-- Begin --
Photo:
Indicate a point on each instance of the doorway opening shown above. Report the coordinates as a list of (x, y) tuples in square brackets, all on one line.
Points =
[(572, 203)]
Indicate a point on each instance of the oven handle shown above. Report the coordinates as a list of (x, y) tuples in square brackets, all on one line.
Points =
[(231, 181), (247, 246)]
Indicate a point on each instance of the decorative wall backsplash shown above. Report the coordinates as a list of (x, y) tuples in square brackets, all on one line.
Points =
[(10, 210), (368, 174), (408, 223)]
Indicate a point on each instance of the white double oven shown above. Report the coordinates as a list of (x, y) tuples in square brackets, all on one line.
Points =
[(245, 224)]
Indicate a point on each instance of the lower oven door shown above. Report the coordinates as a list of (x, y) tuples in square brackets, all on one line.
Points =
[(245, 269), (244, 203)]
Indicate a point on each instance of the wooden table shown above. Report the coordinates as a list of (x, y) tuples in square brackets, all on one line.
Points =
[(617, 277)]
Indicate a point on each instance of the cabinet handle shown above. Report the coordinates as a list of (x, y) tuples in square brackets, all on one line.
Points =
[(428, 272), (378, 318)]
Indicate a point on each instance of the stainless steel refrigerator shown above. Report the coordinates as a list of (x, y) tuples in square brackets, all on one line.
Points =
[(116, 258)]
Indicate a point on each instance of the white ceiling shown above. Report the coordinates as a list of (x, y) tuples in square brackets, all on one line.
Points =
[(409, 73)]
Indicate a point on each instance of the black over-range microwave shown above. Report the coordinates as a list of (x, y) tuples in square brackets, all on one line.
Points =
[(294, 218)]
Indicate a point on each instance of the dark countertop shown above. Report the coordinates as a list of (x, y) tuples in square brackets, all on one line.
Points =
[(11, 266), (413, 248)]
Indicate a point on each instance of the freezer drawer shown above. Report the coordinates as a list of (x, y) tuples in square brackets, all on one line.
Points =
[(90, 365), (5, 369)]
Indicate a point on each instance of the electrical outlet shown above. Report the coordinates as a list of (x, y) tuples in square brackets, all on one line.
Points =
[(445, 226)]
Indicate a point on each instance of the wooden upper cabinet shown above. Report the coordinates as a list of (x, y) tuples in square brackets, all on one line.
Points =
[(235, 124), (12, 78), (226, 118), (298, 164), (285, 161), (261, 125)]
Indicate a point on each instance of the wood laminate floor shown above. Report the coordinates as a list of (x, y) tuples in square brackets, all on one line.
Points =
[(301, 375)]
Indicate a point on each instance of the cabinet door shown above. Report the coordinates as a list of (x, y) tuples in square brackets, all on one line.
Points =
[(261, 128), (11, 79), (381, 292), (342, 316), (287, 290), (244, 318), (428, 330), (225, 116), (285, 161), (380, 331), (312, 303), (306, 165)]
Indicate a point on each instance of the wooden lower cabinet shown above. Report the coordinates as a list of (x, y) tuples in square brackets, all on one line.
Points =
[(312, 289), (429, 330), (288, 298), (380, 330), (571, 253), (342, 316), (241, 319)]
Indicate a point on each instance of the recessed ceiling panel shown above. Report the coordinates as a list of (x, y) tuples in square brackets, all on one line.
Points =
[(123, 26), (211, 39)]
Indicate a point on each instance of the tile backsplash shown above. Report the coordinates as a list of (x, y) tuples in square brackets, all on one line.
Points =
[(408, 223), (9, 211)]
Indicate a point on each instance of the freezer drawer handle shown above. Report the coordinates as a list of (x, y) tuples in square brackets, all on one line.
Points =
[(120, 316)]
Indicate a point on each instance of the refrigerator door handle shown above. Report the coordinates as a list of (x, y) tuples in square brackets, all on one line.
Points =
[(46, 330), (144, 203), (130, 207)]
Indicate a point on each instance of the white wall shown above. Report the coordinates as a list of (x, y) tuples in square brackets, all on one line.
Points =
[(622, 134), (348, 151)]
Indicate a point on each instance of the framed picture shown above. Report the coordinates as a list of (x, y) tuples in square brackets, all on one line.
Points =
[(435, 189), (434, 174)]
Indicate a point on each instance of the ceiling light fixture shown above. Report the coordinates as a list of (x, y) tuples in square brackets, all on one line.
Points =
-- End --
INSTRUCTIONS TO FOLLOW:
Rewrite the records from the line with "Indicate a point on each instance of the white double" to the line with "[(245, 269), (244, 203)]", both included, keeping the requests unchanged. Multiply every point coordinate in the answers by 1.05 and round to whole numbers, with halves rounded up.

WRITTEN RESPONSE:
Indicate a point on each instance of the white double oven shown above. Report the coordinates as a list of (x, y) tuples in square brackets, all on one line.
Points =
[(257, 235)]
Indicate a point on each instance of the lower oven door shown above. Report the coordinates as a list of (x, y) tuples in square brackets, all on one line.
Points =
[(257, 282), (256, 213)]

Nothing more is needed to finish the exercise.